The third theme is that of educational practice. This theme deals with the technique of teaching. In the case of the research institution for this study, it would also include the following parameter – in a manner faithful to or unfaithful to its espoused worldview and vision. This would include consideration of the topics of curricular design, curricular delivery, class management, reflective practice, and creating community all as aspects of organizing the teaching and learning tasks. This theme frames matters of daily narrative and relational interaction.

Finally, there is the theme of worldview awareness. This area is the most underdeveloped of them all in the sense of research. This deals with the theme of worldview as this would direct or influence world and life views, belief and hope. Research on the themes of intent, narratives, worldview and hope are most significant to this current research project. A view of past research will accentuate the significance of this study as being both relevant and timely to educational awareness in a postmodern educational context.

Reviewing The Above Themes In Prior Research

In examining the category of institutional resilience, Benne (2001), building from the work of Marsden (1997) on authentic Christian scholarship, conducted a case study of six schools from six religious traditions. Benne examined how these institutions kept their vision publicly relevant, and explored the need for Christian institutions to be reflective and engaging in academic life. Adrian (2003), in his research on how colleges and universities maintained faith commitments, found there was a tension between faith and culture historically. He noted the current decline in faith commitment across an historical timeline. Justins (2002) concluded that prevailing practices in Christian schools gave faithful expression to foundational values, but that they struggled to actually engage consistently with those values. The Catholic scholar Hellwig (1997) talks about school identity in a way that extends to consideration of the architectural decisions, sense of place, and design within the institution itself. De Jong (1990) argues that university/colleges must seek to foster growth of students as whole persons, focusing on their spiritual/moral as well as intellectual development in the market of higher education, thus stating that a Christian presence was an agenda for the marketplace. Sandin (1982) found that the task of the Christian college was to be distinguished in cognitive and affective goals, in order to produce a distinctive Christian scholar who would bring new religious questions into the fabric of education. Poe (2004) found that religion is already in the academy (not only in private academies stated to be Christian), in all academic disciplines. Poe reaffirms Edlin’s work (1999) that there is no neutrality within educational institutions and educational delivery.

Although schooling is a relational enterprise, the above literature suggests that the system world of schooling has been more robustly researched than the relational life world. The notion of people as relational beings being important to Christian education has been noted by Fowler in Pointing the Way (Ireland, Dickens and Edlin, 2004). In addition, Hellwig, who considers a sense of place or design that includes worship, and De Jong raise the relational aspect of the human embodiment of faith in an institution as part of their respective studies.

→ Directions
**A)** In the education research passage, how many schools did Benne's case study examine?
**B)** Pick up the education research passage after its final sentence and keep writing it.

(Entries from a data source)
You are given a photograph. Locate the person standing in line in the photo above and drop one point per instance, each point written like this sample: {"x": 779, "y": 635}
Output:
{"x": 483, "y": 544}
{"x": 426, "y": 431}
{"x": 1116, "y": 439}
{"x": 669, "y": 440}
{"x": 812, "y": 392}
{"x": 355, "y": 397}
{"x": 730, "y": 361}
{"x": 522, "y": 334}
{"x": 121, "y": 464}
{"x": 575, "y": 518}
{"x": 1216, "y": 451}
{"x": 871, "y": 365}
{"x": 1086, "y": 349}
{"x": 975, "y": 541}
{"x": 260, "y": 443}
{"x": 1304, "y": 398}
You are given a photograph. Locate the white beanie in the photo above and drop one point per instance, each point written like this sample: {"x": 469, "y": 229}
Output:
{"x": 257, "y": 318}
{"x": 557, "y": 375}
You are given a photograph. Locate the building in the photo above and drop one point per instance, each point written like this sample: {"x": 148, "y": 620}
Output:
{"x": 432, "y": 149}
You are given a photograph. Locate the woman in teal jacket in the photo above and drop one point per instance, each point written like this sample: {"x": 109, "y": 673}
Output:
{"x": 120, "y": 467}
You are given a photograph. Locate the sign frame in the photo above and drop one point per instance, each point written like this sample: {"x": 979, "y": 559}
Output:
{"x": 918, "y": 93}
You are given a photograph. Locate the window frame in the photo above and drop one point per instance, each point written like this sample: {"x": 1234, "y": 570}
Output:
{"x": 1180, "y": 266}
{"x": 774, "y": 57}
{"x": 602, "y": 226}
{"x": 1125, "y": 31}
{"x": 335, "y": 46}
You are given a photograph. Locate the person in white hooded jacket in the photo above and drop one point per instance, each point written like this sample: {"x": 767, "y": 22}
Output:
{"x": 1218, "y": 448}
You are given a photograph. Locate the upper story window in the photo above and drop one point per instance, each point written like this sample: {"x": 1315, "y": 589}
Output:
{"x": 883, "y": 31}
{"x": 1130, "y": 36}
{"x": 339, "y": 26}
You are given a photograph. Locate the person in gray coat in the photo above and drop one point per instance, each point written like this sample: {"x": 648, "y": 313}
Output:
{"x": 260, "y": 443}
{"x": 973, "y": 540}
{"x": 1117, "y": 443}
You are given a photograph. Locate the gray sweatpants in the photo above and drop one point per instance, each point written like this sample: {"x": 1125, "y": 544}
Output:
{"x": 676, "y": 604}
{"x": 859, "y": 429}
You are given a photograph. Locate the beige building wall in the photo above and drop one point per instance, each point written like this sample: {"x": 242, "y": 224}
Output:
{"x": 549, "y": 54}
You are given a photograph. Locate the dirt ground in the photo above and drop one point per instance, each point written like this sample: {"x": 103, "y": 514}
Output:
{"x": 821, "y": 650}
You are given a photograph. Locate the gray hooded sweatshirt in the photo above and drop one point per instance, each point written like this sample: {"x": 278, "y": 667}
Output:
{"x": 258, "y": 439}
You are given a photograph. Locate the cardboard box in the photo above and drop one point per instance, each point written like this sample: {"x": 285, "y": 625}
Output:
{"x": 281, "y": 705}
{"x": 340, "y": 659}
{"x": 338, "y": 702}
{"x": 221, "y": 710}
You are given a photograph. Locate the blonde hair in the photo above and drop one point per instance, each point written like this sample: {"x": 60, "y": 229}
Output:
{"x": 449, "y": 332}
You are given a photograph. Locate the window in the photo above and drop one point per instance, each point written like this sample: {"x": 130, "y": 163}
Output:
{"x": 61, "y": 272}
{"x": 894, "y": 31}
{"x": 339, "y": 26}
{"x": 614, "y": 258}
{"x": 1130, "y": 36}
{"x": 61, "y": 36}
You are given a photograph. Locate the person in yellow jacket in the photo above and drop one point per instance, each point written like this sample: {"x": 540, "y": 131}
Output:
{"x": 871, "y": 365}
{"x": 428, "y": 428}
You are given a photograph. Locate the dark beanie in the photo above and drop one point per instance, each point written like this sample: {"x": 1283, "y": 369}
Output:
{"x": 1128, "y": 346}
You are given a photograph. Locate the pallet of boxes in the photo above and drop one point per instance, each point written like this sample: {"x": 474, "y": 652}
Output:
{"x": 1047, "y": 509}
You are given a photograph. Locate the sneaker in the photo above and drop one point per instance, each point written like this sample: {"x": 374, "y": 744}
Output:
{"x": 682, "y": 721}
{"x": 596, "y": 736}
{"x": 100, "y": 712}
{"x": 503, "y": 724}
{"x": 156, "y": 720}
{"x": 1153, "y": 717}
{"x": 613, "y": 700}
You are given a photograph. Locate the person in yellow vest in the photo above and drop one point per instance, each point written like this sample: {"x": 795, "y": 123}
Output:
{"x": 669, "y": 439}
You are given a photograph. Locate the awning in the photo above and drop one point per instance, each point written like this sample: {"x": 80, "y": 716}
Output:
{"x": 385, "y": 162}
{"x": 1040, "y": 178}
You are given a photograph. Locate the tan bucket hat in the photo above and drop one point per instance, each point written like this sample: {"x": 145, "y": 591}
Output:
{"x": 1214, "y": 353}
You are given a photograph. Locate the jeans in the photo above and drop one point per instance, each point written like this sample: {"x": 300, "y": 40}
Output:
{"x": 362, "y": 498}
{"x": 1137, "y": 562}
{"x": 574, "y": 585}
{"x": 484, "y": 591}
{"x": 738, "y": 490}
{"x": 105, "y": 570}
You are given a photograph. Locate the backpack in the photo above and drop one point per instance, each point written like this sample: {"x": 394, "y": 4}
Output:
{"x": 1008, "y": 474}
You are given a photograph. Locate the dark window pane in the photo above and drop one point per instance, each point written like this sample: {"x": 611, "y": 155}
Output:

→ Outputs in order
**A)** Six schools, one from each of six religious traditions.

**B)**
In the category of educational organization, Rose (1988) examined the procedures involved in Christian schooling, the jobs students acquired after graduation depending on the type of school curriculum used, and the effectiveness of the above in furthering educational practice and pedagogy in curricular design. Van Brummelen (1989) did research that explored the pro or anti argument for Christian education prevalent in the culture and worldview of the mid 1980 – 2000 era. Smithwick (2000) did an institutional study of how faith waxes or wanes theologically in educational institutions, calling for a need for better ‘worldview’ training of those who instruct the young. The above research stresses procedure and methodology; the doings of schooling that need to be examined in order to align with subsequent actual end results in lifestyle and practice of educational adherents.

In the category of educational practice, research looked at different aspects of teaching and learning in a more relational tone. Norsworthy (2003) emphasized the need for authentic reflection on educational practice in order to develop transformative practice both for and in teachers in training; Anderson (1998) examined how faith inspired the work of twenty-two Christian academics; Palmer (1998, 2000, 2004) stressed the need for being relational in educational practice in ways that are undivided, authentic and heart and soul examining; Noddings (2003) advised a theory of care as being part of good educational practice, while Goodlad (2002) challenged the reader to develop new models for teacher education. All of these researchers show a move from ‘methodology’ to ‘intentional practice’, involving reflective practice and mentoring, in their research studies.

The fourth category is that of worldview awareness. Anderson (1994) examined the emergence of religious identity in college women who seek to learn in a non-Christian religious institutional culture; Postman (1995) scrutinized the reasons for education, and the need for a metanarrative, or god, to guide it; Daniels (2000) sees the need to make spiritual assumptions explicit in management and leadership education; Tatto and Papanastasiou (2003) examined the influence of theory and strategies in teacher education; while Eliot (1967) and Naugle (2002, 2004) stated the need for a Christian ethic to return to educational landscapes in order to equip a whole person. This group of researchers brings us into the large expanse of narrative and metanarrative foundations and intents in education that merge to become activated philosophies or worldviews for schooling.

The literature review completed on Christian institutions in context of resilience, narrative, and practice, reveals a gap in the scope of the study of worldview, which I feel my research in process can fill. In essence, it ponders Naugle’s (2004) premise of kardioptic thinking; whether the heart of education is really the education of the heart.

Research Methodology

This research is qualitative and is undergirded by the following researchers. Firstly, Locke, Spirduso and Silverman (2000) frame the soul of this type of research when they stated

Qualitative researchers assume that there are aspects of reality that can not be quantified. More particularly, they believe that it is both possible and important to discover and understand how people make sense of what happens in their lives. That includes asking research questions about the meanings people assign to particular experiences, as well as discovering the processes through which they achieve their intentions in particular contexts. It is also assumed that all persons construct their individual accounts of each event in which they are participants. Those subjective constructions are accepted as the realities of the social world (p. 97).

In the case of exploring the narratives of educational experience beyond the intellectual acquirement, this contour fits the task well indeed.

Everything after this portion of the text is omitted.